**THE EXERCISE:** Provide an exact copy of the data, excluding the images.

··········

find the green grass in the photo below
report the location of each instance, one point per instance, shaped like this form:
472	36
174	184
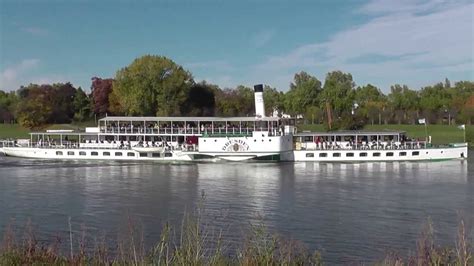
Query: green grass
13	131
440	134
199	243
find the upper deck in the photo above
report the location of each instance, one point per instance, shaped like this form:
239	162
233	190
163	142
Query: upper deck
189	126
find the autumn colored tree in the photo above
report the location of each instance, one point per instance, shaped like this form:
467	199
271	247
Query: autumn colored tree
152	85
236	102
337	97
82	105
303	93
35	109
8	103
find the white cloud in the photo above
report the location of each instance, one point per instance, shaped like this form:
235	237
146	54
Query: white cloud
263	37
414	41
9	77
35	31
210	65
20	74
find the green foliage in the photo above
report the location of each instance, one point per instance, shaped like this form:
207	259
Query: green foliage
404	103
338	92
201	100
152	85
8	103
304	92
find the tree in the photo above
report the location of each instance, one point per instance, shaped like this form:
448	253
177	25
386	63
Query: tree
62	105
371	101
81	105
152	85
273	100
8	102
434	101
100	91
304	92
201	100
337	97
35	109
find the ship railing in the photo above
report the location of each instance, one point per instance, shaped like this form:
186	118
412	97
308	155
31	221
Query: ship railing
367	146
186	130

··········

**TASK SOLUTION:**
find the green grass in the photo below
report the location of each instance, one point per instance, shaped like this form:
472	36
174	184
Query: green grass
13	131
440	134
199	243
find the upper deck in the photo above
report the location of each instance, one point per instance, shaped like this form:
239	162
233	190
163	142
Query: upper deck
189	126
find the autumn colored tree in the photo above
report the location of each instance, one point per instance, shaped like this form:
467	199
271	247
Query: autumn colored tree
152	85
236	102
337	97
82	105
303	93
35	109
8	103
find the white cloud in the photo above
report the location of each instance, one point per instance, shaped like this form:
235	237
146	54
Query: white cloud
263	37
414	41
9	77
35	31
210	65
20	74
find the green foliage in the photo above
report the location of each instance, one point per instance, shaped like this form:
207	259
Query: green foliage
404	103
338	92
201	100
152	85
8	103
304	92
find the tree in the photo above
report the location of each instance, one point per instance, shaped like this form:
448	253
177	25
386	63
Query: tree
62	105
371	101
81	105
152	85
273	100
8	102
434	101
100	91
304	92
201	100
337	97
35	109
find the ship railing in the photo above
report the location of each instance, one point per instance, shaped like this form:
186	118
412	97
308	155
31	221
Query: ship railing
367	146
186	130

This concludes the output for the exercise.